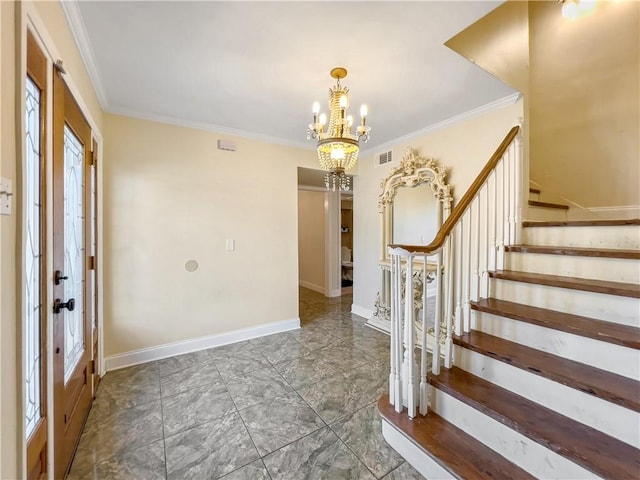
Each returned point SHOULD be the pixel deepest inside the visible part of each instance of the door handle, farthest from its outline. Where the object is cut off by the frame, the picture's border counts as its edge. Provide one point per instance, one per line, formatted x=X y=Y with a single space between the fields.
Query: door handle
x=58 y=277
x=58 y=305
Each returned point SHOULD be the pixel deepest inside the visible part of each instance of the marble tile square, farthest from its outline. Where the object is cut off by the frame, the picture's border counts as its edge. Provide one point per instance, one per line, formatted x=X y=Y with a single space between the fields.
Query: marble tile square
x=372 y=379
x=125 y=430
x=194 y=407
x=122 y=389
x=253 y=471
x=254 y=387
x=144 y=462
x=279 y=421
x=241 y=362
x=305 y=371
x=246 y=347
x=210 y=450
x=361 y=431
x=188 y=378
x=341 y=356
x=320 y=455
x=170 y=365
x=278 y=348
x=334 y=397
x=404 y=472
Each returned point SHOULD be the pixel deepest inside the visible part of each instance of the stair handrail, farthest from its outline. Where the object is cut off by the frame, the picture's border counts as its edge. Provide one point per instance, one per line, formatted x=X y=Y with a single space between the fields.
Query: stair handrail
x=465 y=201
x=470 y=244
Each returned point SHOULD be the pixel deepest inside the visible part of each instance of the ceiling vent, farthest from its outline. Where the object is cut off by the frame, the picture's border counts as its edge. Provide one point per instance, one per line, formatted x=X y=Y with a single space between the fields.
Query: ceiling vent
x=228 y=145
x=383 y=158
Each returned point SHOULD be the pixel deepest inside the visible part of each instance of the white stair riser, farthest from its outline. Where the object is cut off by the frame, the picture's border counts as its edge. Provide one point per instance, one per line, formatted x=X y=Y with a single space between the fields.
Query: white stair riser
x=603 y=355
x=624 y=236
x=611 y=308
x=416 y=457
x=524 y=452
x=610 y=269
x=612 y=419
x=541 y=214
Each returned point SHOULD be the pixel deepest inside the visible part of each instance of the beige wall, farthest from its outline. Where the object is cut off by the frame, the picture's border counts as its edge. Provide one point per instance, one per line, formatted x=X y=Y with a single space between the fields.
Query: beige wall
x=585 y=103
x=169 y=196
x=9 y=411
x=581 y=81
x=463 y=148
x=311 y=251
x=52 y=16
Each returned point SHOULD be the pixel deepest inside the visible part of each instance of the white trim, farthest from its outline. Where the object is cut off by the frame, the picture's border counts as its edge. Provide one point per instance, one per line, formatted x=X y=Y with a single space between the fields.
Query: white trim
x=144 y=355
x=419 y=459
x=209 y=127
x=614 y=208
x=476 y=112
x=311 y=286
x=78 y=30
x=361 y=311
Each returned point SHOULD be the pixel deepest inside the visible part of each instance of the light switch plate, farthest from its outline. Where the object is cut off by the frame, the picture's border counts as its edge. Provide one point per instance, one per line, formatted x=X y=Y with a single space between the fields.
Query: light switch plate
x=6 y=196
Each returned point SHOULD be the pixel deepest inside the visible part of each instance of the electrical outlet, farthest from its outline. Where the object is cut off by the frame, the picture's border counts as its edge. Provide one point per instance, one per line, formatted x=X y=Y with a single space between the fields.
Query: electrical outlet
x=6 y=196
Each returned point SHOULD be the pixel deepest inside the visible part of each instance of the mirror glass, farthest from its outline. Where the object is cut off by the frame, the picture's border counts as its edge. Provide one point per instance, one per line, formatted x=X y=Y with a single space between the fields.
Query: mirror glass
x=415 y=215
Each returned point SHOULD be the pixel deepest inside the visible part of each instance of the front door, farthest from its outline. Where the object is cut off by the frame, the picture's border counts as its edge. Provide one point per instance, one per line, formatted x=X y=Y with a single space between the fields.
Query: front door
x=72 y=329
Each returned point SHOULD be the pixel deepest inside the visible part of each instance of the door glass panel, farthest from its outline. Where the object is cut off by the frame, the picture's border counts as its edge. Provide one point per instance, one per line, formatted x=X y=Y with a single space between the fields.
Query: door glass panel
x=33 y=260
x=73 y=250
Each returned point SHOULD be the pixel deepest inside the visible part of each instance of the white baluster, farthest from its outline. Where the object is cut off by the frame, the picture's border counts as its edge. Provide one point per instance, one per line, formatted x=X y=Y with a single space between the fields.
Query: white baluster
x=450 y=268
x=394 y=320
x=423 y=351
x=506 y=198
x=500 y=214
x=476 y=236
x=520 y=186
x=396 y=335
x=409 y=379
x=467 y=271
x=435 y=359
x=458 y=265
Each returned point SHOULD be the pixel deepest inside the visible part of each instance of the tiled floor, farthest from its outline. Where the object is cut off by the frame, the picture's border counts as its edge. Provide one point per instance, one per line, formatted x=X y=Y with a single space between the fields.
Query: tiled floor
x=296 y=405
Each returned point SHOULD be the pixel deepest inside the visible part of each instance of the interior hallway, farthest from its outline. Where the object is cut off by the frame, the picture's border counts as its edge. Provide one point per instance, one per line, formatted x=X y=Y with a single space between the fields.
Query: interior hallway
x=295 y=405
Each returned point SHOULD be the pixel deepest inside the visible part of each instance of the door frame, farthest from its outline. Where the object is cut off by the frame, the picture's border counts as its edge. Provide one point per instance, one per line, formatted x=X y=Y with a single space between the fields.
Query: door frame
x=28 y=18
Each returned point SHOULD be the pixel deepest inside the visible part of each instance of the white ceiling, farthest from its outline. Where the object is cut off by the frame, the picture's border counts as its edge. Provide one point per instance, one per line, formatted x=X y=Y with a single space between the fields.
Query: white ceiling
x=255 y=68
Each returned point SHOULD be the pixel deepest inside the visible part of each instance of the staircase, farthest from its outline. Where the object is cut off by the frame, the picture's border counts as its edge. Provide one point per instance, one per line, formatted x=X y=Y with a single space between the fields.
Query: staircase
x=544 y=382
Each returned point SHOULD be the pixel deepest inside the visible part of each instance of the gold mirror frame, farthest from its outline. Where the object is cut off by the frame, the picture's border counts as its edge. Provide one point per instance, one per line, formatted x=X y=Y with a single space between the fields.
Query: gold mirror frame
x=413 y=170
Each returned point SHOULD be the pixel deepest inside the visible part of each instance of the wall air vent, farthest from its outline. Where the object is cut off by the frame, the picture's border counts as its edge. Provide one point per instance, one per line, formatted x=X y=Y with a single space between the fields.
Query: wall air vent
x=383 y=158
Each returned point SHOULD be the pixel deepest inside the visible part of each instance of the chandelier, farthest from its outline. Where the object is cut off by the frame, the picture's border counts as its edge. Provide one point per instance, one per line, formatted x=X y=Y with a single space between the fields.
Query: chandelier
x=337 y=146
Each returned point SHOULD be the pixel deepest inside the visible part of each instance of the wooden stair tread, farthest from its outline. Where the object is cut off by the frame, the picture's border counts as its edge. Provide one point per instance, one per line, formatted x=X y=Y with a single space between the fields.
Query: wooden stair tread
x=582 y=223
x=456 y=451
x=586 y=284
x=576 y=251
x=593 y=381
x=593 y=450
x=609 y=332
x=537 y=203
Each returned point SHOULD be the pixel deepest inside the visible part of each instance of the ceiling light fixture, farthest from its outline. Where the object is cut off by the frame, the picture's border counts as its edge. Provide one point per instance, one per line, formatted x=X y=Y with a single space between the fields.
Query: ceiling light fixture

=======

Convert the listing above into a Markdown table with two columns, No. and Text: a row number in the first and one line in the second. Skip blank lines and leave out the pictures.

| No. | Text |
|---|---|
| 1 | Each returned point SHOULD be the pixel deepest inside the visible part of each instance of the door handle, farthest from its outline. Where the object is cut off by the frame, the picture's border counts as its edge. Provide one point per instance, one per line, formatted x=X y=Y with a single space between the fields. |
| 2 | Query: door handle |
| 3 | x=58 y=277 |
| 4 | x=58 y=305 |
| 5 | Each returned point SHOULD be the pixel deepest inside the visible part of each instance of the marble tile square, farthest from its outline. Where the object is cut off by the frame, the picture's border counts as its edge. Provide one point per instance, one per line, formatted x=X y=Y with a single space between the fields. |
| 6 | Query: marble tile square |
| 7 | x=372 y=379 |
| 8 | x=125 y=430 |
| 9 | x=194 y=407 |
| 10 | x=122 y=389 |
| 11 | x=253 y=471 |
| 12 | x=254 y=387 |
| 13 | x=144 y=462 |
| 14 | x=279 y=421 |
| 15 | x=241 y=362 |
| 16 | x=305 y=371 |
| 17 | x=246 y=347 |
| 18 | x=210 y=450 |
| 19 | x=361 y=431 |
| 20 | x=188 y=378 |
| 21 | x=341 y=356 |
| 22 | x=320 y=455 |
| 23 | x=170 y=365 |
| 24 | x=278 y=348 |
| 25 | x=334 y=397 |
| 26 | x=404 y=472 |
| 27 | Each returned point SHOULD be the pixel deepest inside the visible part of each instance of the stair handrail, farthest from its outline. Where the object is cut off by the frame, the picture's border counts as its edge. Provide one point per instance, one per line, formatted x=X y=Y with a single space between the fields. |
| 28 | Query: stair handrail |
| 29 | x=465 y=201 |
| 30 | x=470 y=244 |
| 31 | Each returned point SHOULD be the pixel deepest inside the visible part of each instance of the ceiling vent, farthest from its outline. Where the object is cut off by the frame, the picture's border counts as its edge. Provide one point per instance, one per line, formatted x=X y=Y with a single space between the fields. |
| 32 | Query: ceiling vent |
| 33 | x=228 y=145 |
| 34 | x=383 y=158 |
| 35 | Each returned point SHOULD be the pixel deepest inside the visible part of each instance of the white stair riser, farthest from its outline. Where the object is cut off by the frame, the picture's border counts as its edge. Provide one point per instance, one per line, formatted x=X y=Y with a single space between the fields. |
| 36 | Query: white stair riser |
| 37 | x=603 y=355 |
| 38 | x=624 y=236 |
| 39 | x=611 y=308 |
| 40 | x=416 y=457 |
| 41 | x=524 y=452 |
| 42 | x=610 y=269 |
| 43 | x=612 y=419 |
| 44 | x=541 y=214 |
| 45 | Each returned point SHOULD be the pixel deepest inside the visible part of each instance of the beige wall, farthest from its outline. Where the object is cut off by the frame, the picture's border counts as its edge. Provide one point per instance, one per line, formatted x=X y=Y with a single space between the fields. |
| 46 | Query: beige wall |
| 47 | x=585 y=103 |
| 48 | x=169 y=196 |
| 49 | x=9 y=411 |
| 50 | x=581 y=81 |
| 51 | x=463 y=148 |
| 52 | x=311 y=251 |
| 53 | x=52 y=16 |
| 54 | Each returned point SHOULD be the pixel deepest inside the visible part of each instance of the white trim, farthest from its outline. Where the object is cut off by the frame, the picture's border counts as its edge. Provide one point per instance, one per line, formatted x=X y=Y with a single space between the fields. |
| 55 | Query: white trim |
| 56 | x=144 y=355 |
| 57 | x=419 y=459 |
| 58 | x=209 y=127 |
| 59 | x=614 y=208 |
| 60 | x=476 y=112 |
| 61 | x=311 y=286 |
| 62 | x=78 y=30 |
| 63 | x=361 y=311 |
| 64 | Each returned point SHOULD be the pixel deepest inside the visible part of each instance of the light switch plate, farthest from its outline. Where the object is cut off by the frame, the picture's border counts as its edge. Provide one point per instance, one per line, formatted x=X y=Y with a single space between the fields. |
| 65 | Query: light switch plate |
| 66 | x=6 y=196 |
| 67 | Each returned point SHOULD be the pixel deepest inside the visible part of each instance of the electrical outlet, farthest from its outline. Where the object is cut off by the frame, the picture's border counts as its edge. Provide one point per instance, one per line, formatted x=X y=Y with a single space between the fields. |
| 68 | Query: electrical outlet |
| 69 | x=6 y=196 |
| 70 | Each returned point SHOULD be the pixel deepest inside the visible part of each instance of the mirror glass, farthest from its outline. Where the object is cut off by the frame, the picture's border counts as its edge. Provide one point per instance, one per line, formatted x=X y=Y with a single space between the fields. |
| 71 | Query: mirror glass |
| 72 | x=415 y=215 |
| 73 | Each returned point SHOULD be the pixel deepest inside the visible part of each instance of the front door, farthest from its outline. Where the object is cut off by the frame, the picture's border counts as its edge. Provide one point per instance, one per line, formatted x=X y=Y with a single space between the fields. |
| 74 | Query: front door |
| 75 | x=72 y=329 |
| 76 | Each returned point SHOULD be the pixel deepest inside the visible part of each instance of the door glass panel, farthest from its outline. Where the object is cut off by the frame, the picture's border counts as its edge. Provide one point per instance, one per line, formatted x=X y=Y with a single space between the fields. |
| 77 | Query: door glass panel |
| 78 | x=33 y=260 |
| 79 | x=73 y=250 |
| 80 | Each returned point SHOULD be the pixel deepest inside the visible part of each instance of the white baluster, farthest from its outline. Where the object is cut off by the frame, the picture's border counts as its edge. Provide one point per instance, one per line, formatted x=X y=Y with a single space between the fields. |
| 81 | Query: white baluster |
| 82 | x=450 y=268 |
| 83 | x=394 y=320 |
| 84 | x=423 y=351 |
| 85 | x=506 y=198 |
| 86 | x=500 y=214 |
| 87 | x=476 y=236 |
| 88 | x=520 y=186 |
| 89 | x=396 y=335 |
| 90 | x=409 y=379 |
| 91 | x=467 y=271 |
| 92 | x=435 y=359 |
| 93 | x=458 y=265 |
| 94 | Each returned point SHOULD be the pixel deepest inside the visible part of each instance of the tiled floor, farthest from its outline. Where the object is cut off by the frame, the picture's border counts as its edge. Provide one point per instance, one per line, formatted x=X y=Y with a single space between the fields. |
| 95 | Query: tiled floor |
| 96 | x=296 y=405 |
| 97 | Each returned point SHOULD be the pixel deepest inside the visible part of each instance of the interior hallway, farthest from its outline. Where the object is cut off by the frame, the picture's border counts as its edge. Provide one point per instance, one per line, formatted x=X y=Y with a single space between the fields. |
| 98 | Query: interior hallway |
| 99 | x=295 y=405 |
| 100 | Each returned point SHOULD be the pixel deepest inside the visible part of each instance of the door frame, farthest from its outline. Where the object is cut off by the frame, the picture's border counts as its edge. Provide one point per instance, one per line, formatted x=X y=Y with a single space between the fields. |
| 101 | Query: door frame |
| 102 | x=28 y=18 |
| 103 | Each returned point SHOULD be the pixel deepest inside the visible part of each instance of the white ceiling, farthest from its outline. Where the object is cut off by the frame, the picture's border counts as its edge. Provide one point per instance, one per line, formatted x=X y=Y with a single space between the fields. |
| 104 | Query: white ceiling |
| 105 | x=255 y=68 |
| 106 | Each returned point SHOULD be the pixel deepest inside the visible part of each instance of the staircase, farthest from its outline. Where the object is cut off by the frame, the picture's border counts as its edge. Provide one point per instance, one per line, formatted x=X y=Y with a single space between the fields. |
| 107 | Query: staircase |
| 108 | x=544 y=382 |
| 109 | Each returned point SHOULD be the pixel deepest inside the visible part of each instance of the gold mirror frame, farthest from its outline. Where the object is cut off by the frame, the picture's border counts as its edge. Provide one point per instance, one per line, formatted x=X y=Y with a single space between the fields. |
| 110 | Query: gold mirror frame |
| 111 | x=413 y=170 |
| 112 | Each returned point SHOULD be the pixel deepest inside the visible part of each instance of the wall air vent, farthest from its outline. Where the object is cut off by the frame, the picture's border counts as its edge. Provide one point per instance, one per line, formatted x=X y=Y with a single space between the fields. |
| 113 | Query: wall air vent |
| 114 | x=383 y=158 |
| 115 | Each returned point SHOULD be the pixel deepest inside the visible part of each instance of the chandelier, farthest from its outline. Where the object is cut off by the frame, the picture's border counts as its edge. Provide one point per instance, one per line, formatted x=X y=Y with a single space between the fields. |
| 116 | Query: chandelier |
| 117 | x=337 y=146 |
| 118 | Each returned point SHOULD be the pixel deepest inside the visible part of each instance of the wooden stair tread, farthest from its outline. Where the object is cut off by the frame, the picture's border counts as its edge. Provide one point per instance, one per line, formatted x=X y=Y with a single space between the fields. |
| 119 | Query: wooden stair tread |
| 120 | x=582 y=223 |
| 121 | x=456 y=451 |
| 122 | x=586 y=284 |
| 123 | x=576 y=251 |
| 124 | x=593 y=381 |
| 125 | x=593 y=450 |
| 126 | x=609 y=332 |
| 127 | x=537 y=203 |
| 128 | Each returned point SHOULD be the pixel deepest inside the visible part of each instance of the ceiling light fixture, farthest from its outline. Where the object is cut off by the frame, the picture's border counts as its edge. Provide one point per instance, one per line, formatted x=X y=Y with a single space between the fields. |
| 129 | Query: ceiling light fixture |